(TASK MATERIAL Opens)
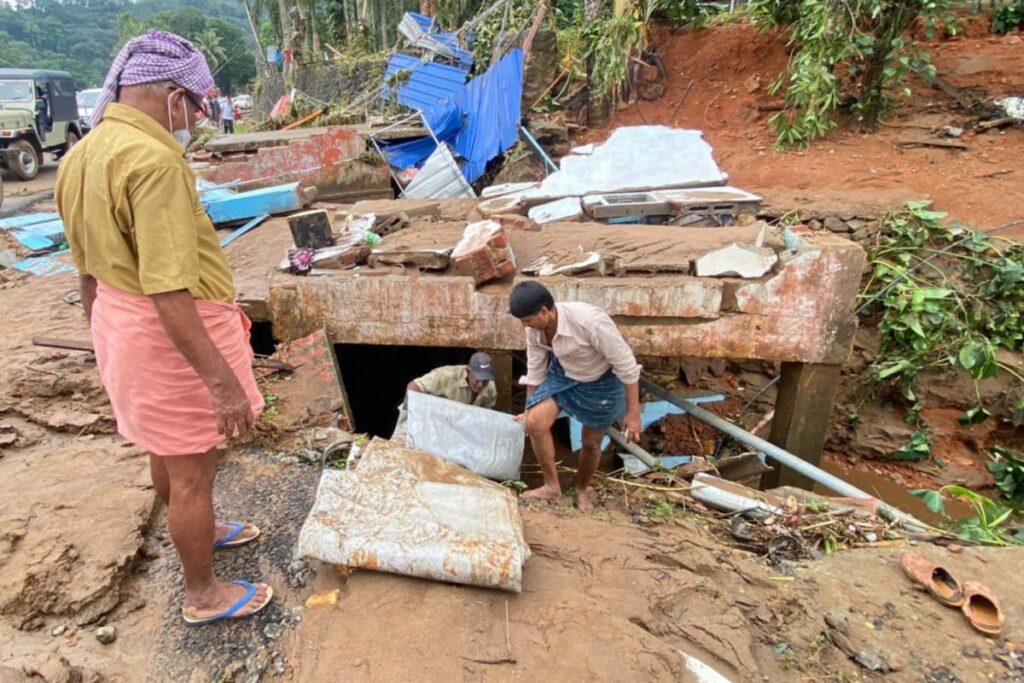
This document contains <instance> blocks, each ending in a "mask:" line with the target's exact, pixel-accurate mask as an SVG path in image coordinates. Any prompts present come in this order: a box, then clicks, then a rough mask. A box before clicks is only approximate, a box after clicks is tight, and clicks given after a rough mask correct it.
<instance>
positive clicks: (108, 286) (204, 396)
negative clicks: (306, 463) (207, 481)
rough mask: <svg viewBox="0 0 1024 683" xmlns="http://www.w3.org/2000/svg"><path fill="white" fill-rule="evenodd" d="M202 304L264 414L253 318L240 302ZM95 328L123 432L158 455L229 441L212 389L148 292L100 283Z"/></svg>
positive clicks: (92, 320) (247, 394) (200, 308)
mask: <svg viewBox="0 0 1024 683" xmlns="http://www.w3.org/2000/svg"><path fill="white" fill-rule="evenodd" d="M196 308H197V309H198V310H199V314H200V317H201V318H202V321H203V326H204V327H205V328H206V332H207V334H208V335H209V336H210V339H211V340H212V341H213V343H214V345H215V346H216V347H217V349H219V351H220V353H221V355H223V356H224V359H225V360H226V361H227V365H228V366H230V368H231V370H232V371H233V372H234V376H236V377H238V378H239V382H241V383H242V387H243V389H245V392H246V395H248V397H249V403H250V404H251V405H252V410H253V416H254V417H256V416H258V415H259V414H260V412H261V411H262V410H263V396H262V395H261V394H260V392H259V389H258V388H257V386H256V378H255V377H254V376H253V371H252V358H253V351H252V347H251V346H250V345H249V329H250V327H251V324H250V323H249V318H248V317H247V316H246V314H245V313H244V312H242V309H241V308H239V307H238V305H237V304H233V303H224V302H221V301H203V300H199V299H197V300H196ZM90 327H91V330H92V343H93V345H94V346H95V349H96V365H97V366H98V367H99V377H100V380H101V381H102V383H103V388H104V389H106V394H108V395H109V396H110V398H111V404H112V405H113V407H114V417H115V418H116V419H117V421H118V432H119V433H120V434H121V435H122V436H124V437H125V438H126V439H128V440H129V441H131V442H132V443H134V444H136V445H138V446H140V447H142V449H145V450H146V451H148V452H151V453H153V454H156V455H158V456H180V455H189V454H196V453H206V452H207V451H210V450H211V449H213V447H214V446H216V445H218V444H219V443H222V442H223V441H224V438H225V437H224V435H223V434H218V433H217V418H216V415H215V414H214V411H213V402H212V399H211V397H210V391H209V390H208V389H207V387H206V384H205V383H204V382H203V380H202V379H201V378H200V376H199V374H198V373H197V372H196V370H195V369H194V368H193V367H191V364H189V362H188V360H187V359H186V358H185V357H184V356H183V355H182V354H181V352H180V351H179V350H178V349H177V347H176V346H175V345H174V342H172V341H171V338H170V337H169V336H168V335H167V332H166V331H165V330H164V326H163V324H162V323H161V322H160V316H159V315H158V314H157V309H156V307H155V306H154V305H153V301H152V300H151V299H150V298H148V297H145V296H140V295H137V294H130V293H128V292H124V291H122V290H119V289H116V288H114V287H110V286H109V285H104V284H102V283H99V285H98V288H97V293H96V301H95V303H94V304H93V306H92V321H91V325H90Z"/></svg>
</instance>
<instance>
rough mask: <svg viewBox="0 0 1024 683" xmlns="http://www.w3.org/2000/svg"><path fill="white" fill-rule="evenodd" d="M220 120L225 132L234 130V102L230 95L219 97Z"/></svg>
mask: <svg viewBox="0 0 1024 683" xmlns="http://www.w3.org/2000/svg"><path fill="white" fill-rule="evenodd" d="M220 122H221V125H223V127H224V132H225V133H228V134H230V133H233V132H234V102H232V101H231V98H230V97H221V98H220Z"/></svg>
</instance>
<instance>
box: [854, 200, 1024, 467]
mask: <svg viewBox="0 0 1024 683" xmlns="http://www.w3.org/2000/svg"><path fill="white" fill-rule="evenodd" d="M945 217H946V214H944V213H942V212H938V211H931V210H929V209H928V203H927V202H913V203H910V204H908V205H907V208H906V210H905V211H901V212H896V213H892V214H890V215H889V216H887V218H886V219H885V225H884V227H883V229H882V231H881V232H880V238H879V243H878V246H877V247H876V248H874V249H872V250H870V264H871V266H872V271H871V274H870V276H869V278H868V280H867V283H866V285H865V286H864V288H863V290H862V292H861V295H860V296H861V298H862V299H865V300H868V301H869V303H868V304H867V305H866V306H865V307H864V310H863V311H862V314H863V315H864V316H865V317H867V318H868V319H870V321H872V322H873V323H876V324H877V326H878V330H879V333H880V334H881V336H882V344H881V347H880V349H879V352H878V354H877V356H876V357H874V359H873V360H872V362H871V366H870V368H869V369H868V373H867V378H868V381H869V383H870V384H871V385H872V387H873V388H874V389H877V390H885V391H888V392H890V393H892V394H893V395H895V396H896V397H897V398H898V399H900V400H902V402H904V404H905V405H906V407H907V421H908V422H910V423H914V424H920V422H921V419H920V416H921V411H922V408H923V404H922V402H921V399H920V398H919V396H918V393H916V391H915V390H914V380H915V378H916V377H918V375H919V373H921V372H922V371H924V370H927V369H949V370H952V371H953V372H962V373H966V374H967V375H968V376H970V378H971V379H972V380H973V382H974V386H975V397H976V400H977V404H976V405H975V407H974V408H973V409H972V410H970V411H968V412H967V413H965V415H964V416H963V417H962V418H961V421H962V423H964V424H977V423H980V422H983V421H985V420H987V419H988V418H989V417H990V416H991V412H990V411H989V409H988V408H986V407H985V405H983V404H982V399H981V392H980V390H979V388H978V382H980V381H981V380H984V379H987V378H992V377H996V376H997V375H1006V376H1009V377H1010V378H1012V379H1013V380H1015V382H1017V383H1019V385H1020V389H1019V394H1018V398H1017V401H1016V404H1015V410H1014V412H1013V415H1012V416H1011V418H1012V421H1013V423H1014V425H1016V426H1020V425H1022V424H1024V377H1022V376H1021V375H1020V373H1019V372H1018V370H1015V369H1014V368H1013V367H1012V366H1011V365H1009V364H1008V362H1007V361H1006V360H1005V359H1002V357H1001V355H1000V349H1002V350H1006V351H1014V352H1020V351H1021V350H1022V347H1024V317H1022V311H1024V247H1022V246H1021V245H1020V244H1018V243H1016V242H1012V241H1007V240H1001V239H999V238H998V237H997V236H990V234H985V233H983V232H975V231H972V230H966V229H962V228H954V227H951V226H948V225H946V224H945V223H944V222H943V221H944V219H945ZM954 230H955V231H954ZM915 436H916V435H915ZM922 439H923V437H921V438H918V442H916V443H915V444H911V446H910V447H909V450H908V451H907V454H906V455H908V456H909V455H912V454H914V453H923V440H922Z"/></svg>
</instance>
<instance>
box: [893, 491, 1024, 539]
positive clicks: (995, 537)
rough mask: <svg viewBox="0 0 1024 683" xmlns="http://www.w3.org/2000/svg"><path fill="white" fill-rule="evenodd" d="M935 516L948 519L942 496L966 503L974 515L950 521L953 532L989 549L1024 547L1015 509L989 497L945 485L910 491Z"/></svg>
mask: <svg viewBox="0 0 1024 683" xmlns="http://www.w3.org/2000/svg"><path fill="white" fill-rule="evenodd" d="M910 493H912V494H913V495H914V496H916V497H918V498H920V499H921V500H922V501H924V502H925V505H927V506H928V508H929V509H930V510H931V511H932V512H935V513H938V514H940V515H942V516H943V517H946V519H948V515H947V514H946V510H945V504H944V502H943V497H942V496H943V494H946V495H948V496H951V497H953V498H956V499H959V500H963V501H966V502H967V503H969V504H970V505H971V507H972V508H973V509H974V513H975V515H974V516H973V517H969V518H967V519H962V520H959V521H956V522H950V529H951V530H952V532H953V533H955V535H956V536H957V537H959V538H961V539H964V540H965V541H973V542H976V543H982V544H985V545H990V546H1024V528H1015V525H1016V524H1019V522H1020V517H1019V516H1017V515H1015V513H1014V508H1012V507H1010V506H1007V505H1001V504H999V503H996V502H995V501H993V500H992V499H990V498H987V497H985V496H982V495H981V494H979V493H977V492H974V490H971V489H970V488H966V487H964V486H943V487H942V488H940V489H938V490H930V489H927V488H919V489H918V490H912V492H910Z"/></svg>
(TASK MATERIAL Closes)
## PROBLEM DETAILS
Your answer must be the exact lines from the start of the data through the line with "304L264 414L253 318L240", inclusive, and nothing else; pictures do not belong in it.

## THE ANSWER
This document contains <instance> blocks, each ending in a "mask:" line with the target's exact, pixel-accurate mask as an SVG path in image coordinates. Any prompts present come in this order: a box, then clicks, then a rough mask. A box before clicks is only approximate, a box after clicks is tight, and clicks given after a rough mask correct it.
<instance>
positive clicks: (108, 286) (204, 396)
negative clicks: (306, 463) (207, 481)
rough mask: <svg viewBox="0 0 1024 683" xmlns="http://www.w3.org/2000/svg"><path fill="white" fill-rule="evenodd" d="M202 304L264 414L253 318L240 302ZM95 328L123 432L158 455L229 441L212 389L148 292L100 283Z"/></svg>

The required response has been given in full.